▶ **RECORD EXTRACTS**:
········

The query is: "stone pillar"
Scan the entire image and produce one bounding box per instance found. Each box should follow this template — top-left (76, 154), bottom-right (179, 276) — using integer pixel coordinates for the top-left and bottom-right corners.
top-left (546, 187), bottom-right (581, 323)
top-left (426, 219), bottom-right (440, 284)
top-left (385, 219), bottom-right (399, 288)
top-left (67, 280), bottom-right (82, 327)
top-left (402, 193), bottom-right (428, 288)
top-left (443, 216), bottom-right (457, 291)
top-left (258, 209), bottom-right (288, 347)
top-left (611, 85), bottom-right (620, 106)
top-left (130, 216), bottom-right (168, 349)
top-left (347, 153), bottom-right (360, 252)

········

▶ **ASSIGNED TASK**: Produce a verbatim copy of all the material.

▶ **OUTPUT**:
The query is: "stone pillar"
Scan the entire image and produce one bounding box per instance found. Each box should follow this template — top-left (76, 154), bottom-right (179, 276) — using integer pixel coordinates for the top-left and bottom-right corners.
top-left (546, 187), bottom-right (581, 323)
top-left (426, 219), bottom-right (440, 284)
top-left (385, 219), bottom-right (399, 288)
top-left (67, 280), bottom-right (82, 327)
top-left (402, 193), bottom-right (428, 288)
top-left (443, 216), bottom-right (457, 291)
top-left (258, 209), bottom-right (288, 347)
top-left (611, 85), bottom-right (620, 106)
top-left (130, 216), bottom-right (168, 349)
top-left (347, 153), bottom-right (360, 252)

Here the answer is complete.